**Information**

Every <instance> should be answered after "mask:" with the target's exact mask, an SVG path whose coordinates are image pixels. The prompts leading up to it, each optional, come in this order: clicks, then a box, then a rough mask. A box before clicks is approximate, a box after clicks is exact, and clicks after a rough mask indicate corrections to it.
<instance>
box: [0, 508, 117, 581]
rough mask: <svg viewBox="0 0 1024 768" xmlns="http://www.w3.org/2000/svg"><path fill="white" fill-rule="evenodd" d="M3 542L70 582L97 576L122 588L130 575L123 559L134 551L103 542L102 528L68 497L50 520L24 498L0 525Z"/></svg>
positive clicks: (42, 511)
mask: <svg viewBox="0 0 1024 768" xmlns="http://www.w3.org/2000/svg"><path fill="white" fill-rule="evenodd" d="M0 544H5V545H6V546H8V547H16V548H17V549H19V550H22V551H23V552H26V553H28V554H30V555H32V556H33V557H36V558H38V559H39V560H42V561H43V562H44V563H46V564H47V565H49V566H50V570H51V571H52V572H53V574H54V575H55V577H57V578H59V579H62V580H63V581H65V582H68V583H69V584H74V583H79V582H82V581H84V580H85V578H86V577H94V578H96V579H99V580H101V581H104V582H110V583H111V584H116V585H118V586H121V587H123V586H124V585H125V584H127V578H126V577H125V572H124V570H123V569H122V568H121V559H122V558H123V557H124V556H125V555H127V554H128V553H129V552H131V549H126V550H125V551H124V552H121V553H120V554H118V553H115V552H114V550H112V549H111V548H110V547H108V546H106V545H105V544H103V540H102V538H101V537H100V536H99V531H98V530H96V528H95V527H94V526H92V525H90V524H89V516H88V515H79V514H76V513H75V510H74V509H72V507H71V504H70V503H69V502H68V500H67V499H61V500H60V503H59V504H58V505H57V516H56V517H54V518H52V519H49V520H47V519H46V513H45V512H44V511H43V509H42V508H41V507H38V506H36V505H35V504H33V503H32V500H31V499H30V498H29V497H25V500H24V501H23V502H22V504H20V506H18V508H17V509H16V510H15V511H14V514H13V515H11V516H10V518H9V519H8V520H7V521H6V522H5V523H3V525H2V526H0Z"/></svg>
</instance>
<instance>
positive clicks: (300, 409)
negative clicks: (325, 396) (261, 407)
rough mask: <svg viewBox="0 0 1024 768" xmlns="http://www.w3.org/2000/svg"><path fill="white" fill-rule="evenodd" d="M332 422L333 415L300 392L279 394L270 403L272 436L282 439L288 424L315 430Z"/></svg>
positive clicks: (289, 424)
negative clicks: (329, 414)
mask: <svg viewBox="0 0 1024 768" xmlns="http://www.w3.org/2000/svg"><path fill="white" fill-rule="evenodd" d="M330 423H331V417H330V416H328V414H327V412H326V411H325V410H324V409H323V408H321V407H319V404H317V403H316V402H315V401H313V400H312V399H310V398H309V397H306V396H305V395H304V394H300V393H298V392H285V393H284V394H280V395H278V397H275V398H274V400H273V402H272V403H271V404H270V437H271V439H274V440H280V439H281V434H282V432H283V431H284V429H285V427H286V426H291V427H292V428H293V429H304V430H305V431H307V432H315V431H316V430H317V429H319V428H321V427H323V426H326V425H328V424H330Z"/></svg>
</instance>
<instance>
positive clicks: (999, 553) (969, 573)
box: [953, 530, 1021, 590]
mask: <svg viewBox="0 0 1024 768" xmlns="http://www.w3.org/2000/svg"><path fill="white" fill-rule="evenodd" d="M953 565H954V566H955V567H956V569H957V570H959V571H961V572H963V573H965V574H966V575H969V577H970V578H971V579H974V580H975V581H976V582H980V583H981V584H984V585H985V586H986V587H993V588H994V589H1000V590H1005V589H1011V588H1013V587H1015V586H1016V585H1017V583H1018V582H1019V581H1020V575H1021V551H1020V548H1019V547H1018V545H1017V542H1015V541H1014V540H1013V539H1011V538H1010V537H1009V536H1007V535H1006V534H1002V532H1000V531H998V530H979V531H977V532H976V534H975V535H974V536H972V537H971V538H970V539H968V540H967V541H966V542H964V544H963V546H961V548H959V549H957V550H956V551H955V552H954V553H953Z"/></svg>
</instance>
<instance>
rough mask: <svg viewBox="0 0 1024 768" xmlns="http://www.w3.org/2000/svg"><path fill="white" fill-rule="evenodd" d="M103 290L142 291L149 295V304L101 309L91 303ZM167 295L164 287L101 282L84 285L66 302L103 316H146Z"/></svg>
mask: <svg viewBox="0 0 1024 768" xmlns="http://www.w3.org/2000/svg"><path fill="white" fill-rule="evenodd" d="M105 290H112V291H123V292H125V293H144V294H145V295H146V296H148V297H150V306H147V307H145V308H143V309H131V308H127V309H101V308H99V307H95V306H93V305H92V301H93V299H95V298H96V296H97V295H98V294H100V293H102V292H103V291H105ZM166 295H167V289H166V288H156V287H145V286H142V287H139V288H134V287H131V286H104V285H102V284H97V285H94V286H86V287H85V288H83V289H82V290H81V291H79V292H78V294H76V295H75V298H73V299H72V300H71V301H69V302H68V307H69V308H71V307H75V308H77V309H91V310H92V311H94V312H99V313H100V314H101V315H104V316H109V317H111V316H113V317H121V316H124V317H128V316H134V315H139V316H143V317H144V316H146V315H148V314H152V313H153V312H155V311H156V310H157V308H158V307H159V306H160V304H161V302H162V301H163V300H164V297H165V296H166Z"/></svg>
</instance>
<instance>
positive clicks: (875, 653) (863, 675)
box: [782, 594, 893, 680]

**Exercise goal**
The records above are to be copied out exactly, line for line.

**Solution**
Every <instance> should be answered after "mask:" with the target's exact mask, an SVG path whose coordinates are image pixels. The prompts leading up to it, each optional, come in this order: clicks, then a box, then a rough mask. A box before clicks is approximate, a box after clicks is exact, and clicks after a rough mask indicate corrections to it.
<instance>
box: [0, 508, 117, 581]
rough mask: <svg viewBox="0 0 1024 768" xmlns="http://www.w3.org/2000/svg"><path fill="white" fill-rule="evenodd" d="M3 542L70 582L97 576L122 588L130 575L123 559L134 551L103 542L102 528L68 497L50 520L24 498L0 525Z"/></svg>
positive clicks: (42, 511)
mask: <svg viewBox="0 0 1024 768" xmlns="http://www.w3.org/2000/svg"><path fill="white" fill-rule="evenodd" d="M0 544H5V545H6V546H8V547H16V548H17V549H19V550H22V551H23V552H26V553H28V554H30V555H32V556H33V557H36V558H38V559H39V560H42V561H43V562H44V563H46V564H47V565H49V566H50V570H51V571H52V572H53V574H54V575H55V577H57V578H59V579H62V580H63V581H65V582H68V583H69V584H74V583H79V582H82V581H84V580H85V578H86V577H94V578H96V579H99V580H101V581H104V582H110V583H111V584H116V585H118V586H121V587H123V586H124V585H125V584H127V578H126V577H125V572H124V570H123V569H122V568H121V559H122V558H123V557H124V556H125V555H127V554H128V553H129V552H131V549H126V550H125V551H124V552H121V553H120V554H118V553H115V552H114V550H112V549H111V548H110V547H108V546H106V545H105V544H103V540H102V538H101V537H100V536H99V531H98V530H96V528H95V527H94V526H92V525H90V524H89V516H88V515H79V514H76V513H75V510H74V509H72V507H71V504H70V503H69V502H68V500H67V499H61V500H60V503H59V504H58V505H57V516H56V517H54V518H52V519H49V520H47V519H46V513H45V512H44V511H43V509H42V508H41V507H38V506H36V505H35V504H33V503H32V500H31V499H30V498H29V497H25V500H24V501H23V502H22V504H20V506H18V508H17V509H16V510H15V511H14V514H13V515H11V516H10V518H9V519H8V520H7V521H6V522H5V523H3V525H2V526H0Z"/></svg>
</instance>
<instance>
positive clicks: (300, 409)
negative clicks: (325, 396) (261, 407)
rough mask: <svg viewBox="0 0 1024 768" xmlns="http://www.w3.org/2000/svg"><path fill="white" fill-rule="evenodd" d="M332 422L333 415L300 392L279 394L270 403L272 436L282 439L288 424L315 430Z"/></svg>
positive clicks: (289, 424)
negative clicks: (329, 414)
mask: <svg viewBox="0 0 1024 768" xmlns="http://www.w3.org/2000/svg"><path fill="white" fill-rule="evenodd" d="M330 423H331V417H330V416H328V414H327V412H326V411H325V410H324V409H323V408H321V407H319V404H317V403H316V402H315V401H313V400H312V399H310V398H309V397H306V396H305V395H304V394H300V393H298V392H285V393H284V394H280V395H278V397H275V398H274V400H273V402H272V403H271V404H270V437H271V439H274V440H280V439H281V434H282V432H283V431H284V429H285V427H286V426H291V427H292V428H293V429H304V430H305V431H307V432H315V431H316V430H317V429H319V428H321V427H323V426H326V425H328V424H330Z"/></svg>
</instance>
<instance>
positive clicks: (999, 553) (969, 573)
box: [953, 530, 1021, 590]
mask: <svg viewBox="0 0 1024 768" xmlns="http://www.w3.org/2000/svg"><path fill="white" fill-rule="evenodd" d="M953 565H954V566H955V567H956V569H957V570H959V571H961V572H963V573H965V574H966V575H969V577H970V578H971V579H974V580H975V581H976V582H980V583H981V584H984V585H985V586H986V587H993V588H994V589H1000V590H1005V589H1011V588H1013V587H1015V586H1016V585H1017V583H1018V582H1019V581H1020V575H1021V551H1020V548H1019V547H1018V545H1017V542H1015V541H1014V540H1013V539H1011V538H1010V537H1009V536H1007V535H1006V534H1002V532H1000V531H998V530H979V531H977V532H976V534H975V535H974V536H972V537H971V538H970V539H968V540H967V541H966V542H964V544H963V546H961V548H959V549H957V550H956V551H955V552H954V553H953Z"/></svg>
</instance>
<instance>
rough mask: <svg viewBox="0 0 1024 768" xmlns="http://www.w3.org/2000/svg"><path fill="white" fill-rule="evenodd" d="M103 290L142 291L149 295V304L101 309L91 303ZM167 295L164 287L101 282L84 285L66 302L103 316H146Z"/></svg>
mask: <svg viewBox="0 0 1024 768" xmlns="http://www.w3.org/2000/svg"><path fill="white" fill-rule="evenodd" d="M105 290H112V291H123V292H125V293H144V294H145V295H146V296H148V297H150V306H147V307H145V308H143V309H131V308H127V309H101V308H99V307H95V306H93V305H92V301H93V299H95V298H96V296H97V295H98V294H100V293H102V292H103V291H105ZM166 295H167V289H166V288H156V287H145V286H142V287H139V288H134V287H131V286H104V285H102V284H97V285H94V286H86V287H85V288H83V289H82V290H81V291H79V292H78V294H76V295H75V298H73V299H72V300H71V301H69V302H68V307H69V308H71V307H75V308H77V309H91V310H92V311H94V312H99V313H100V314H101V315H104V316H109V317H111V316H113V317H121V316H124V317H128V316H134V315H139V316H143V317H144V316H146V315H148V314H152V313H153V312H155V311H156V310H157V308H158V307H159V306H160V304H161V302H162V301H163V300H164V297H165V296H166Z"/></svg>
</instance>
<instance>
positive clicks: (875, 653) (863, 675)
box: [782, 594, 893, 680]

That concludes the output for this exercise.